◆ **Exercise description**
Quote, without any change, the line that contains "white vehicle, listing" and all lines that follow it to the end of the data below.

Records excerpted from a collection
○ ○ ○ ○

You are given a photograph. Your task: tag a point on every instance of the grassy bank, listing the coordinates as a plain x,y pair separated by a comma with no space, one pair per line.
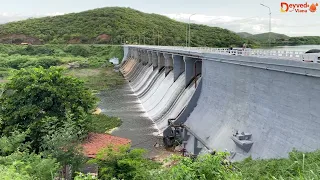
98,78
102,123
299,165
87,62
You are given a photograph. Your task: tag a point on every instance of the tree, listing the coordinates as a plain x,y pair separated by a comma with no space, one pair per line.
17,163
32,95
64,145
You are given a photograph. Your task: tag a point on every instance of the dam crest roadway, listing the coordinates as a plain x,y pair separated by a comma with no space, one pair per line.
254,103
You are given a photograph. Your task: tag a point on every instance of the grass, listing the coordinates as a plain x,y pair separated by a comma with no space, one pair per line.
98,78
102,123
94,69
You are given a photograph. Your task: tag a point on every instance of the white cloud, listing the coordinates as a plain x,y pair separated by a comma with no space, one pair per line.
237,24
9,17
252,25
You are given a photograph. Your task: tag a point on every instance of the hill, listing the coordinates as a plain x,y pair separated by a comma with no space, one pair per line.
265,36
280,39
244,34
114,25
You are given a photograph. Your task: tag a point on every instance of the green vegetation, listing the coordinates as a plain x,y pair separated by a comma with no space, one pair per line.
114,25
244,34
98,78
41,100
102,123
87,62
279,39
130,164
45,111
298,166
124,163
16,162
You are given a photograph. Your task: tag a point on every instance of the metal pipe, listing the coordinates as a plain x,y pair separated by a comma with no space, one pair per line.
269,38
189,30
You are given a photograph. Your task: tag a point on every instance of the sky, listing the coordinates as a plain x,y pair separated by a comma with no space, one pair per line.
236,15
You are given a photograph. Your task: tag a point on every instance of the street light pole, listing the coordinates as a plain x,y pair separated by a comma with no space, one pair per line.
189,30
186,35
269,38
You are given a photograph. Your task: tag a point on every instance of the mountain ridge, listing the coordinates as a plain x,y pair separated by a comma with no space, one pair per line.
116,25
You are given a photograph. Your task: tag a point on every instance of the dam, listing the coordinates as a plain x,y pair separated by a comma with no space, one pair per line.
254,103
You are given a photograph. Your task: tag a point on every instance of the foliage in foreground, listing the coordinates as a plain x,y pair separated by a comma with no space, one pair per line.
94,68
130,164
41,100
17,163
299,165
124,163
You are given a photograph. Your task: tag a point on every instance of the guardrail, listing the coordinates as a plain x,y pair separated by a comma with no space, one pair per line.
275,54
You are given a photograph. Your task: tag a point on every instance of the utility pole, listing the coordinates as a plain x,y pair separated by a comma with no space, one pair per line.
269,38
158,37
186,35
189,30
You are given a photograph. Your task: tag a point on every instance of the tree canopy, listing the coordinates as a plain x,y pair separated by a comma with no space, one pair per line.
41,100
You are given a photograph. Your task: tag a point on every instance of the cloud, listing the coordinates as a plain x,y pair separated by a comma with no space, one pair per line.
252,25
10,17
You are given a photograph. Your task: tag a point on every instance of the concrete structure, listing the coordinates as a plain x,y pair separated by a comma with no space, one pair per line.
249,103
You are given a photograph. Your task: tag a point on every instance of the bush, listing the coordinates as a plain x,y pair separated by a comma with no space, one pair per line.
78,50
37,97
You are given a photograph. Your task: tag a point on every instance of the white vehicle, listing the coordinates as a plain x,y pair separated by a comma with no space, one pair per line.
313,55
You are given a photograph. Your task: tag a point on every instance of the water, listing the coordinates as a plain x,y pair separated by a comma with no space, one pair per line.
123,103
303,48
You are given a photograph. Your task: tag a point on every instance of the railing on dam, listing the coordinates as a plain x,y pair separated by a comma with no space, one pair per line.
275,54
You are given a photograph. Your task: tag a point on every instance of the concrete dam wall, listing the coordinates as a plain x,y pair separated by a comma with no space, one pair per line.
163,92
248,106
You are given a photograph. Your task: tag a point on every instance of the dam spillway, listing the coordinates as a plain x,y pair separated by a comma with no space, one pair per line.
246,105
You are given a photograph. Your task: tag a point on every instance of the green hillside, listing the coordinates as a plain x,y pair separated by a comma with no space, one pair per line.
114,25
280,39
244,34
264,37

○ ○ ○ ○

◆ **Response area**
You are given a photograph. Your task: tag a point on every instance of the white vehicle, listing the coordinates as a plain x,y pair separated by a comma with no space, one pair per line.
313,55
You are given a photograph. Your task: tag a point on every instance of the water, listing the coordinates as a plain x,y pair separated by a comma with no space, one pair per line.
123,103
303,48
You are given a photograph. Your task: tag a point on every instance of the railing on dam, listing the coordinates as a plain x,y pair separated by a comma with no space, one pair per line.
275,54
You are given a photograph. Your task: tag a point on every instance of the concrete dam wall, listing the coordinates as a plain x,y pair separated by a comma with no space, one pair per line.
163,92
248,106
You are given a photograph. Your task: tag a point on every instance of the dam spillway, listing the coordinates as a plain x,y pair separated by a comma with no space, one pair per line.
246,105
You are given a photograph. Your task: tag a point on every instance of the green hillside, listing the coordinates as a plain x,y pair separated by a comma with no space, one pair per line.
114,25
280,39
244,34
264,37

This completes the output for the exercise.